**What this task involves**
Copy every record exactly as it stands. Leave the pictures out.

══ Records for the task ══

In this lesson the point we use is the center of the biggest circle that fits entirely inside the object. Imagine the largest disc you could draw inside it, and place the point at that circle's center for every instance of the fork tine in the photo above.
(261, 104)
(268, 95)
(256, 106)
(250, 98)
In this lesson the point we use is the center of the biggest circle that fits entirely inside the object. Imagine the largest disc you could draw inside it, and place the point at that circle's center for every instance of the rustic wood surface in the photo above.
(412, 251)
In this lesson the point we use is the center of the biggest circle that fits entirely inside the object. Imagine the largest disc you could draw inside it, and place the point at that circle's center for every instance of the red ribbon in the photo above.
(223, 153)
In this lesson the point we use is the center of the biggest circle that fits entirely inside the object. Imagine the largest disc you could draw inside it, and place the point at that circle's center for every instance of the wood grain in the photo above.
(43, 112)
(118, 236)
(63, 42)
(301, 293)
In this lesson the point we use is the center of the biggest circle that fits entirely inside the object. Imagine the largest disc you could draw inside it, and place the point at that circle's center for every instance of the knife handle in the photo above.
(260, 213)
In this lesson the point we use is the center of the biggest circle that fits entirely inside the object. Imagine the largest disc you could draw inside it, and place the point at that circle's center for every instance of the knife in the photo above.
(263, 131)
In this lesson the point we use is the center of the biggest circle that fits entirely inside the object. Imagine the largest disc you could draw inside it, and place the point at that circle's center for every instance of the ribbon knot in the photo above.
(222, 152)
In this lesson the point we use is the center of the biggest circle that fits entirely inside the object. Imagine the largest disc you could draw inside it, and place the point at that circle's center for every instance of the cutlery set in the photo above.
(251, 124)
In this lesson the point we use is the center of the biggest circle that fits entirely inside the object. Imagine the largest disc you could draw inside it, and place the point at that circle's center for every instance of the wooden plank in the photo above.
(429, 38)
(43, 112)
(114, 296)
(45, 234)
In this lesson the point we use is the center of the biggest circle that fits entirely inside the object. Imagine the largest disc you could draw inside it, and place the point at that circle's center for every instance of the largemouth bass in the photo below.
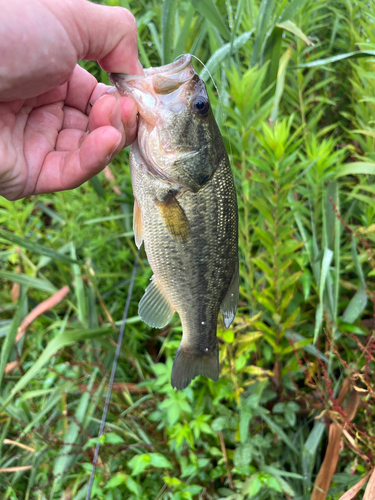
(185, 211)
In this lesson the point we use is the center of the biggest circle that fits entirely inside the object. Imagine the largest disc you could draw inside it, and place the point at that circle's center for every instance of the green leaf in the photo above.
(311, 349)
(356, 168)
(115, 481)
(242, 454)
(310, 449)
(139, 463)
(293, 28)
(262, 23)
(210, 12)
(134, 487)
(28, 281)
(292, 10)
(339, 57)
(113, 438)
(223, 52)
(66, 338)
(255, 485)
(158, 460)
(35, 247)
(219, 424)
(355, 307)
(168, 14)
(276, 429)
(8, 343)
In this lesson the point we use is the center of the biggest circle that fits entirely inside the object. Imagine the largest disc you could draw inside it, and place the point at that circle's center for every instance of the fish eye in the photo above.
(200, 105)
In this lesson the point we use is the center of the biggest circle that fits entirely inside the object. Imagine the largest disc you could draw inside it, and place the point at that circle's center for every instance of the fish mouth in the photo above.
(160, 88)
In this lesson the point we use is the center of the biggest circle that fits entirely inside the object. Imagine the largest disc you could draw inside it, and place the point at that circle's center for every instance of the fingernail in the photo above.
(115, 116)
(140, 69)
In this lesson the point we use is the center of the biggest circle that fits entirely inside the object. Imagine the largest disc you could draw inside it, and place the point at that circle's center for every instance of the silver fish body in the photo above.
(185, 212)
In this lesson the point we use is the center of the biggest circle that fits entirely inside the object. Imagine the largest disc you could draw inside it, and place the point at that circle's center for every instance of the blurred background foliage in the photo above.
(293, 90)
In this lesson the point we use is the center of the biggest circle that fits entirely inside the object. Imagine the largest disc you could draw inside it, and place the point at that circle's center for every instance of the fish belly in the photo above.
(195, 274)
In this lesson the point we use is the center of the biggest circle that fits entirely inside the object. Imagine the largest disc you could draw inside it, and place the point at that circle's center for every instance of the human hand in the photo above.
(45, 98)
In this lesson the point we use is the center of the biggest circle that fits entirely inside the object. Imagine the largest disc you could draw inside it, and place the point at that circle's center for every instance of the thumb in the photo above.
(110, 37)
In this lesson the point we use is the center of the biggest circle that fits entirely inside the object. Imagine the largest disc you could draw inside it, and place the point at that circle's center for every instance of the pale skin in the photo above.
(58, 126)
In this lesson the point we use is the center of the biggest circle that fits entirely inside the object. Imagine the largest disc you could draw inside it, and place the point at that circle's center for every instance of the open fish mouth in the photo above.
(159, 87)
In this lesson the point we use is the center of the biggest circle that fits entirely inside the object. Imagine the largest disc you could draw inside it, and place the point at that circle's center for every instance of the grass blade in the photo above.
(356, 168)
(8, 343)
(209, 11)
(35, 247)
(29, 281)
(168, 14)
(66, 338)
(339, 57)
(222, 53)
(263, 21)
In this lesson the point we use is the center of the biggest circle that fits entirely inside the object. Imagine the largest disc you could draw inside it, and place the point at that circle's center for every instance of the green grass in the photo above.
(299, 124)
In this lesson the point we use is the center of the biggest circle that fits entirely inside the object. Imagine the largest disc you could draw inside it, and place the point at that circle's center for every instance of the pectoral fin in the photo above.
(137, 224)
(174, 217)
(154, 308)
(228, 306)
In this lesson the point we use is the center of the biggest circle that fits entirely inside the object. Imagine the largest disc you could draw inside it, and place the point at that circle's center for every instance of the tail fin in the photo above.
(188, 365)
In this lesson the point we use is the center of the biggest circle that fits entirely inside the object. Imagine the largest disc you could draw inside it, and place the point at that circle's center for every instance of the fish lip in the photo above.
(168, 69)
(172, 68)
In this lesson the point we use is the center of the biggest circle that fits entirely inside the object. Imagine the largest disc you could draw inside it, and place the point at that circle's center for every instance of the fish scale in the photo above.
(186, 214)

═══

**Response to the task**
In this lesson the point we use is the center of the biggest circle that fits entirely inside the object. Imagine the largest disc you could draw inside it, and place the point at that circle's center for every instance of the fork tine in the photo above.
(261, 104)
(268, 95)
(256, 106)
(250, 98)
In this lesson the point we use is the center of the biggest circle that fits entirely inside the object. Imagine the largest disc you could draw inside it, and place the point at that circle's center for every instance of the rustic wood surface in the photo above.
(412, 251)
In this lesson the point we use is the center of the biggest circle that fits entirely inside the object. Imagine the largest disc you could draw inside it, and place the point at that circle's center for every instance of the red ribbon in the photo above.
(223, 153)
In this lesson the point we use is the center of the biggest circle that fits entirely inside the object. Imagine the largest disc you could draw inside it, and place the point at that circle's center for every instance of the wood grain in the photo above.
(43, 112)
(118, 236)
(63, 42)
(301, 293)
In this lesson the point we use is the center of the biggest circle that fits entirely inside the object. Imagine the largest disc you could draw inside it, and place the point at that circle's center for every instance of the knife handle in the photo above.
(260, 213)
In this lesson the point we use is the center of the biggest circle that fits entirely inside the object. Imagine the largest disc you could draw inside it, and place the point at that circle's center for every instance of the knife in the photo above.
(263, 131)
In this lesson the point we use is the center of the biggest circle that fits entirely inside the object. Imagine the largest disc you could draw inside it, and place the point at that circle's center for every instance of the ribbon knot in the photo above.
(222, 152)
In this lesson the point we use is the center of the biggest circle that fits entirely inside the object. Imagine the largest disc you could draw inside it, and place the point at that circle's center for every instance of the cutlery set in the photo above.
(251, 124)
In this lesson the point we use is the center of the biggest circle that fits entirely inside the object. Imagine the largest disc you could draw inside it, and place the point at that circle's center for every instance of the wooden plank in the photo above.
(429, 38)
(43, 112)
(114, 296)
(45, 234)
In this lesson the point we use is the center of the biggest circle that fits entirely inside the object. Imagine the largest disc you could draw inside it, and place the point at that circle's center for every instance of the largemouth bass in the photo below.
(185, 211)
In this lesson the point we use is the center of the biggest circle that fits entirely inside the object. Imagine the largest disc you could draw inside it, and place the point at that circle's center for every instance of the green leaf in the photo above.
(311, 349)
(356, 168)
(115, 481)
(242, 454)
(310, 449)
(139, 463)
(293, 28)
(262, 23)
(210, 12)
(134, 487)
(28, 281)
(292, 10)
(339, 57)
(113, 438)
(223, 52)
(66, 338)
(255, 485)
(158, 460)
(35, 247)
(219, 424)
(355, 307)
(168, 14)
(276, 429)
(8, 343)
In this lesson the point we use is the center of the biggest circle that fits entirely inside the object. Imagine the largest disc you could draw inside it, and place the point at that circle's center for every instance of the fish eye in the photo above.
(200, 105)
In this lesson the point we use is the center of the biggest circle that fits entirely inside the object. Imagine the largest disc you could draw inside it, and place the point at that circle's center for every instance of the fish mouth in the photo above.
(160, 88)
In this lesson the point we use is the center of the biggest circle that fits entirely inside the object. Imagine the largest disc you could draw inside it, and place the point at that circle's center for every instance of the fingernail in the photo above.
(115, 116)
(140, 69)
In this lesson the point we use is the center of the biggest circle that fits entirely inside the object. Imagine the largest disc you could draw inside it, and place the point at that circle's center for every instance of the silver fish body in the photo above.
(185, 212)
In this lesson the point we use is the center of the biggest circle that fits entirely inside the object. Imagine the largest disc you could draw inside it, and place the point at that circle's center for every instance of the blurred background foliage in the photo above.
(293, 90)
In this lesson the point we use is the center of the biggest circle that fits entirely inside the object. Imagine the largest disc you could draw inside it, and place the point at that circle's center for every instance of the fish belly in the photo above.
(195, 274)
In this lesson the point we use is the center of the biggest circle that fits entirely inside the object. Imagine the largest disc you could draw inside it, and place the point at that circle's center for every instance of the human hand in the photo above.
(45, 98)
In this lesson the point we use is the center of the biggest circle that fits entirely inside the object. Imagine the largest disc you could draw inside it, and place the point at that circle's center for every instance of the thumb in the photo above.
(110, 37)
In this lesson the point we use is the center of the biggest circle that fits entirely inside the object. Imagine the largest disc you could draw inside it, and place the point at that circle's center for every instance of the pale skin in the photo above.
(58, 126)
In this lesson the point we use is the center of the biggest circle that fits entirely inside the object. Imagine the largest disc you could draw inside it, and place the point at that circle's center for every instance of the open fish mouth in the photo above.
(159, 87)
In this lesson the point we use is the center of the biggest circle that fits entirely inside the object. Imagine the largest disc you could draw inside it, and place the point at that circle's center for every instance of the grass blade in the photo above.
(356, 168)
(8, 343)
(209, 11)
(35, 247)
(29, 281)
(168, 14)
(66, 338)
(339, 57)
(222, 53)
(263, 21)
In this lesson the point we use is the center of the biggest circle that fits entirely inside the object. Imagine the largest disc you could draw inside it, and place the point at that circle's center for every instance of the green grass in the photo above.
(299, 124)
In this lesson the point we use is the center of the biggest circle that fits entirely inside the object. Imagine the largest disc you could draw inside it, and place the point at that circle's center for every instance of the pectoral fin in the photo above.
(137, 224)
(174, 217)
(154, 308)
(228, 306)
In this lesson the point we use is the center of the biggest circle that fits entirely inside the object. Imagine the largest disc you could draw inside it, and place the point at that circle's center for every instance of the tail fin in the photo above.
(188, 365)
In this lesson the point we use is the center of the biggest circle that fits entirely inside the object. Imagine the largest disc you could draw inside it, and place the point at that circle's center for every instance of the fish lip in the photo above.
(168, 69)
(172, 68)
In this lesson the point we use is the center of the biggest circle that fits entirely inside the object. Imagine the largest disc you could draw inside it, and place the point at that circle's center for every instance of the fish scale in the photo above.
(186, 214)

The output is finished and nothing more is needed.